>> begin
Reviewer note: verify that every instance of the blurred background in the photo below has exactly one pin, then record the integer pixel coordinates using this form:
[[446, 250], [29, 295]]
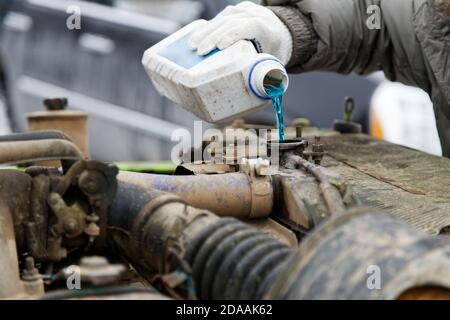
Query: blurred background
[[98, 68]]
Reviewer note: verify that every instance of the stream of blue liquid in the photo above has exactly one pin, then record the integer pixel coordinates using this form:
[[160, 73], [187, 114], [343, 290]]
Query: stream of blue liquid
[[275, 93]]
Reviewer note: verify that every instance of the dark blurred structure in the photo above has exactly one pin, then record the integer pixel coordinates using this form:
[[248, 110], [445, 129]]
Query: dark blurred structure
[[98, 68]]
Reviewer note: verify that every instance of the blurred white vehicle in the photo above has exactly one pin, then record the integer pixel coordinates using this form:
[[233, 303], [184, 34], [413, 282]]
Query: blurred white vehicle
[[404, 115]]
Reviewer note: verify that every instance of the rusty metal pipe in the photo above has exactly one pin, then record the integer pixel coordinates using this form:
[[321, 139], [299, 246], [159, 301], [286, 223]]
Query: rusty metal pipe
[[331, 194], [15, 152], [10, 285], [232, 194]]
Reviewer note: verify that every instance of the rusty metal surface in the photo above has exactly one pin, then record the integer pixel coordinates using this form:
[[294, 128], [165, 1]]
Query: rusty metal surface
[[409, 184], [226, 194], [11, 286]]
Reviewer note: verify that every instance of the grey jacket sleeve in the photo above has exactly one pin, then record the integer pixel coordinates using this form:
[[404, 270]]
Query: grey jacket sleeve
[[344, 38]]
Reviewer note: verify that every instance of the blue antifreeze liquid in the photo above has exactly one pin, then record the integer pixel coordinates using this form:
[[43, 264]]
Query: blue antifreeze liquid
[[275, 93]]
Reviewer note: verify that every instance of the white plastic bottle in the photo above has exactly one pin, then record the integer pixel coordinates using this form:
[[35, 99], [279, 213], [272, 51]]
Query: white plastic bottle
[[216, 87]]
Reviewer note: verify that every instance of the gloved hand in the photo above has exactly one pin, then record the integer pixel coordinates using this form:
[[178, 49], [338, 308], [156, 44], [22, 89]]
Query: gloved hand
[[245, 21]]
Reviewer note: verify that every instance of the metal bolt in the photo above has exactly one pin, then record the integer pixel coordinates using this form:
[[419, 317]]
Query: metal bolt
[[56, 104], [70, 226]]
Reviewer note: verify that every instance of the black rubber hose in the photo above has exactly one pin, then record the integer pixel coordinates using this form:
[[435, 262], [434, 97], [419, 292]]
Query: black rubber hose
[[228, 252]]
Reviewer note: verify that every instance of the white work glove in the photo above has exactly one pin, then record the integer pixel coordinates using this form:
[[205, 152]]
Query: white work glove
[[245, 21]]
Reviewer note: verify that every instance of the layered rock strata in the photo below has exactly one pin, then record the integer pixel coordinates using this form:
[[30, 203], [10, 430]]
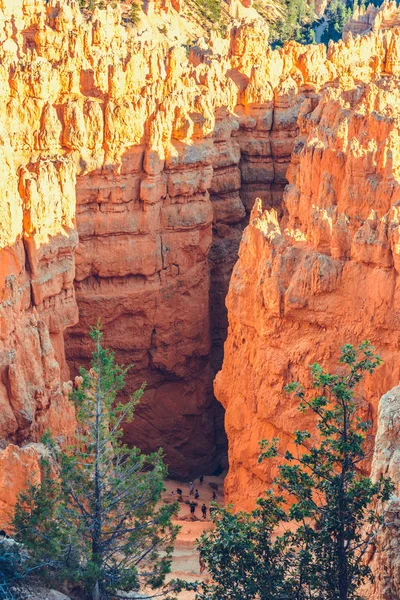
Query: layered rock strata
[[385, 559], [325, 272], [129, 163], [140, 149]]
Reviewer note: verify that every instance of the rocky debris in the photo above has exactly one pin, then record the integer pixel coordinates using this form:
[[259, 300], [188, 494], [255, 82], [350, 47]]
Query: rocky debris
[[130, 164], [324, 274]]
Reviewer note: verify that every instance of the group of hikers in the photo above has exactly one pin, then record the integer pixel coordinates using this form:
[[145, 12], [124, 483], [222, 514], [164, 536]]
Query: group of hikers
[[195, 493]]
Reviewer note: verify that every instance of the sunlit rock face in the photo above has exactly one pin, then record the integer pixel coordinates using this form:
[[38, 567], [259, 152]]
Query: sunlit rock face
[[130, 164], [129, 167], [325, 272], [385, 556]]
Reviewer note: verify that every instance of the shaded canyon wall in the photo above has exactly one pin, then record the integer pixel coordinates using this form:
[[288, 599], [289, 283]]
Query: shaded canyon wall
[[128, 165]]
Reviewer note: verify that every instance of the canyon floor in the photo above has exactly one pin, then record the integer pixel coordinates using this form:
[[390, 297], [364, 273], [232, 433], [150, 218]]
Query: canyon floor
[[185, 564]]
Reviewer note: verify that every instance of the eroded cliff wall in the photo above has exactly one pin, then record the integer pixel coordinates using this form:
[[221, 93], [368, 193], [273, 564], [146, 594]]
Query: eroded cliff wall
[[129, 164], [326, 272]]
>> end
▶ The problem: Rewrite the rows above, starting at the line containing "Reviewer note: verify that every instance of the shaded" and ending with the last row, requests included, with every point coordinate in the answers multiplied by 1.7 and rounded to whole numbers, halves rounded up. Leave the numbers in the requests and their format samples unchanged, and give only these rows.

▶ Correct result:
Reviewer note: verify that every instance of the shaded canyon wall in the photo above has exactly one pin, then record the integer pixel coordinates using this form:
[[288, 599], [289, 283]]
Query: shaded canyon wall
[[218, 281]]
Reviewer note: verify that every instance of the canyon floor in the photo above has exactly one pin, then record the integer pixel coordinates using this form:
[[390, 297], [364, 273], [232, 433], [150, 218]]
Query: canyon floor
[[315, 959]]
Reviewer note: verify that every instance of the eroded cliff wall in the photo above has exactly one pin, then record the integer pixel coordinates using this form:
[[221, 93], [368, 193], [273, 564], [146, 594]]
Query: eroded cliff wall
[[219, 279], [554, 462]]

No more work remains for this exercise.